===== Input records =====

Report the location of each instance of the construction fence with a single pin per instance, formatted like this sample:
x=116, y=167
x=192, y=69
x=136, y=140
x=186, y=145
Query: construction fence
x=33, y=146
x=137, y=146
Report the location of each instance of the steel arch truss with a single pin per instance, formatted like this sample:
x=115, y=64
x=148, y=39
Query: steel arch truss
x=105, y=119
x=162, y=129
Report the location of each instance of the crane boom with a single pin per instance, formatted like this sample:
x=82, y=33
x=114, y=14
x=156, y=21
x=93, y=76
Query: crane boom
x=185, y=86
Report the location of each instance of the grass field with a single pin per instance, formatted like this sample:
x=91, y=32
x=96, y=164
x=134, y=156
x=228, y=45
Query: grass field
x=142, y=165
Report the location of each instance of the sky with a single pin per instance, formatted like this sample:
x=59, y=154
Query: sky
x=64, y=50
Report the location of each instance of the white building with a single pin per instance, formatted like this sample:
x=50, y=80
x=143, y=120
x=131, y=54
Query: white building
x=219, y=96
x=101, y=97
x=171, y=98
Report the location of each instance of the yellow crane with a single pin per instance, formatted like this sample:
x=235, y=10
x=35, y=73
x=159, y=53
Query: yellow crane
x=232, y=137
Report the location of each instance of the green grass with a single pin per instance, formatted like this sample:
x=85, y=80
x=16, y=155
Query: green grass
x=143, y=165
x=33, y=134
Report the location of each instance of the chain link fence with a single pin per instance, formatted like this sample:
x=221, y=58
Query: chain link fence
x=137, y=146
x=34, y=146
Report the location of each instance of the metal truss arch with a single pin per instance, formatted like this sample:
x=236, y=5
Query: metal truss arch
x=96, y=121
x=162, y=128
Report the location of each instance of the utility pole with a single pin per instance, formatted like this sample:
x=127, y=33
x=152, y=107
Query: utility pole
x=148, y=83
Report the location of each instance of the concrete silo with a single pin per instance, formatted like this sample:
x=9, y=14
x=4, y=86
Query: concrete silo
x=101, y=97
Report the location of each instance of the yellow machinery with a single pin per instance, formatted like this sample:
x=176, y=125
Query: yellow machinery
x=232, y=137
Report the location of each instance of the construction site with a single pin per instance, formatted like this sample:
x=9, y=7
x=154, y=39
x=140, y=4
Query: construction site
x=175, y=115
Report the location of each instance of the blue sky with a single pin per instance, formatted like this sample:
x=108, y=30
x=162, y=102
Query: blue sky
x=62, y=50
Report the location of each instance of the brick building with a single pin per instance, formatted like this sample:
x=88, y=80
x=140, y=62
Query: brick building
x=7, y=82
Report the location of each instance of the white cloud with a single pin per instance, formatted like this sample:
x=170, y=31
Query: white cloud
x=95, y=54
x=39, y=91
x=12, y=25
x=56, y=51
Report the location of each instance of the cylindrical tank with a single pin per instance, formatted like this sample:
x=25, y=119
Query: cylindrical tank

=====
===== Input records =====

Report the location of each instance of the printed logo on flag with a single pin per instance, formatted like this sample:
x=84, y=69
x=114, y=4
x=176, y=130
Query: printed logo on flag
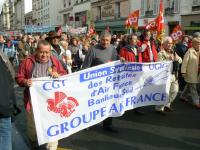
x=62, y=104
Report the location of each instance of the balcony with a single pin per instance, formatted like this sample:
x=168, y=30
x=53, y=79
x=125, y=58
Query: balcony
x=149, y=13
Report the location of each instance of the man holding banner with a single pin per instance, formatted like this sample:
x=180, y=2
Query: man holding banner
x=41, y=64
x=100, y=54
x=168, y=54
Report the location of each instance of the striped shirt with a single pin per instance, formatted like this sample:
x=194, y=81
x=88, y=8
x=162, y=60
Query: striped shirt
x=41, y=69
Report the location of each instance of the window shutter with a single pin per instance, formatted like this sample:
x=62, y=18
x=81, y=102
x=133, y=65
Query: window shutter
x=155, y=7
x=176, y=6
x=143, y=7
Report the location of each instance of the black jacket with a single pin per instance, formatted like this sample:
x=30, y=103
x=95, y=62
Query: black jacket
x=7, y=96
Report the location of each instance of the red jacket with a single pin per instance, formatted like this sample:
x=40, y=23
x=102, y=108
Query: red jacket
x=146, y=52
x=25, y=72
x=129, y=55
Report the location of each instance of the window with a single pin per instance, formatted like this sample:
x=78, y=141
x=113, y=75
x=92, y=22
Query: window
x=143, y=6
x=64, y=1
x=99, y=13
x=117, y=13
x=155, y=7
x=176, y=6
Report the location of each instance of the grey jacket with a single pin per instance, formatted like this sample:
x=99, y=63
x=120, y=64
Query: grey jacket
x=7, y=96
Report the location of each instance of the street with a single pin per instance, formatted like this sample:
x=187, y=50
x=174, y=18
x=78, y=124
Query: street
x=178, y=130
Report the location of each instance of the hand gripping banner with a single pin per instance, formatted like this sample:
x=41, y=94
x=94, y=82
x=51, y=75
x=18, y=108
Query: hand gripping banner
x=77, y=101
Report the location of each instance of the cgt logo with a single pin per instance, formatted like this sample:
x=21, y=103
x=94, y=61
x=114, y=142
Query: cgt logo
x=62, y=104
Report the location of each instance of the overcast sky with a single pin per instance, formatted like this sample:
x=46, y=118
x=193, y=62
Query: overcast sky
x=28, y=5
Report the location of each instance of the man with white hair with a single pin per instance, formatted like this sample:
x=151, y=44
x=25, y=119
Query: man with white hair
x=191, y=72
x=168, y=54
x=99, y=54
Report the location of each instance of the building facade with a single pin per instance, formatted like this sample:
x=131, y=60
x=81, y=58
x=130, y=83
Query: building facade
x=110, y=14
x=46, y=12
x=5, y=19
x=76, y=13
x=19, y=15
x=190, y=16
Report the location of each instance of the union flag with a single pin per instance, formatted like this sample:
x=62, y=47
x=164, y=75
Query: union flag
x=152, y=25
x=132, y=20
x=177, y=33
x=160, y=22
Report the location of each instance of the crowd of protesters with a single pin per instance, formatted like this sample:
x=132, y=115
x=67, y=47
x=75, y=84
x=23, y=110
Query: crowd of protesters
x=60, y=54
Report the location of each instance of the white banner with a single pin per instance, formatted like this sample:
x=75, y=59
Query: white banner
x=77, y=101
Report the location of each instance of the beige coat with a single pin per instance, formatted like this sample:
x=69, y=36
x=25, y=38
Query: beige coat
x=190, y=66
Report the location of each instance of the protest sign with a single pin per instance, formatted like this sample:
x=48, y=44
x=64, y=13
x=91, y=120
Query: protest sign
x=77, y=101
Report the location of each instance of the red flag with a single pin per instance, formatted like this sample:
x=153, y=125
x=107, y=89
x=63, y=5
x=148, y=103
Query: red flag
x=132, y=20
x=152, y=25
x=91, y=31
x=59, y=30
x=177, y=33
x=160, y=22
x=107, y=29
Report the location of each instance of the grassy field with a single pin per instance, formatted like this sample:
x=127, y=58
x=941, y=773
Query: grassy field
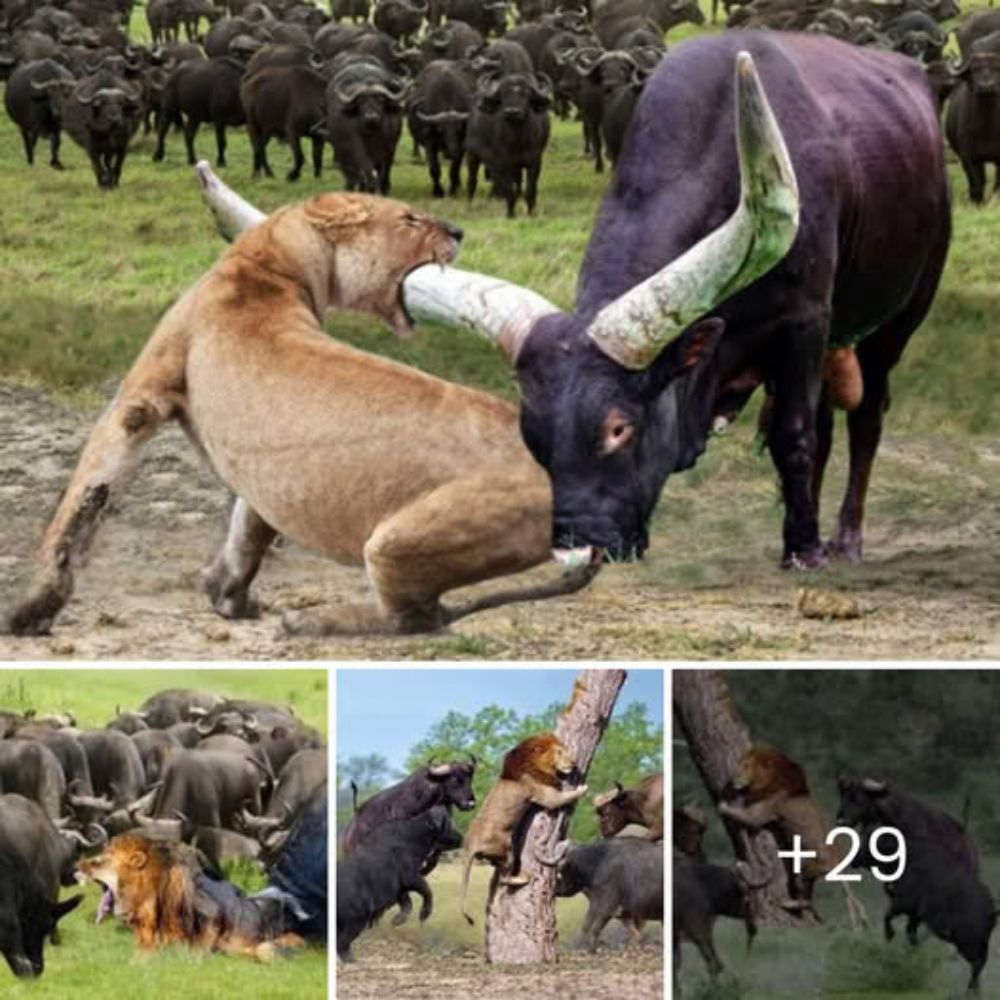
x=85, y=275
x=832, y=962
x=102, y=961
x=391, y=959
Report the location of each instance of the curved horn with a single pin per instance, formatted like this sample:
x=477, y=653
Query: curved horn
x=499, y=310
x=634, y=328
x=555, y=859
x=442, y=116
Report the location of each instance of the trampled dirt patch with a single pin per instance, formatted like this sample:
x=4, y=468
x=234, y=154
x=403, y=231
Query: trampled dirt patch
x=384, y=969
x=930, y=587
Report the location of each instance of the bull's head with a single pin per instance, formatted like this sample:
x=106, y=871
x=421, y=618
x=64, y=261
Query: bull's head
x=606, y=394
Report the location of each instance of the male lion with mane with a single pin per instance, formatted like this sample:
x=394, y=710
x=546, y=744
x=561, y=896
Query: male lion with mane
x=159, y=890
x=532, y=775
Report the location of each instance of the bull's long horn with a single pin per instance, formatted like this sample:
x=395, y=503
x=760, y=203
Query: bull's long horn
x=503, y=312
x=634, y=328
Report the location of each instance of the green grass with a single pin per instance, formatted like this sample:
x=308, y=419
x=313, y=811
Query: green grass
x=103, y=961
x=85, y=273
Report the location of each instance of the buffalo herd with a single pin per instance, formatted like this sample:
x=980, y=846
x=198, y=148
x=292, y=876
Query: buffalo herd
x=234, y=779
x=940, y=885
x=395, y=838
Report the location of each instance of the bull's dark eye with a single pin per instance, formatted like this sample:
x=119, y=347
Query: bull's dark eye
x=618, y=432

=====

» Challenge:
Reproduce the data from the line with "Report the location of each instance of the construction fence" up to and including the line with "x=142, y=165", requests included, and scale every answer coordinate by 0.9, rounding to whole numbers with halves going up. Leave the coordinates in the requests' format samples unchanged.

» Answer:
Report the location of each instance of the construction fence with a single pin per instance, formatted like this sample:
x=116, y=167
x=192, y=69
x=136, y=140
x=186, y=145
Query: construction fence
x=30, y=131
x=123, y=131
Report the location of each instance of the steel arch truss with a single pin per instance, formatted like this sample:
x=115, y=64
x=148, y=39
Query: steel arch truss
x=95, y=107
x=146, y=116
Report the location of each instance of the crane boom with a single pin per instance, formatted like this sample:
x=82, y=33
x=114, y=14
x=156, y=21
x=93, y=76
Query: crane boom
x=167, y=77
Report the location of each instance of the grass field with a single pin per instance, formatted like this sample:
x=91, y=32
x=96, y=164
x=134, y=156
x=228, y=45
Query: grass field
x=128, y=149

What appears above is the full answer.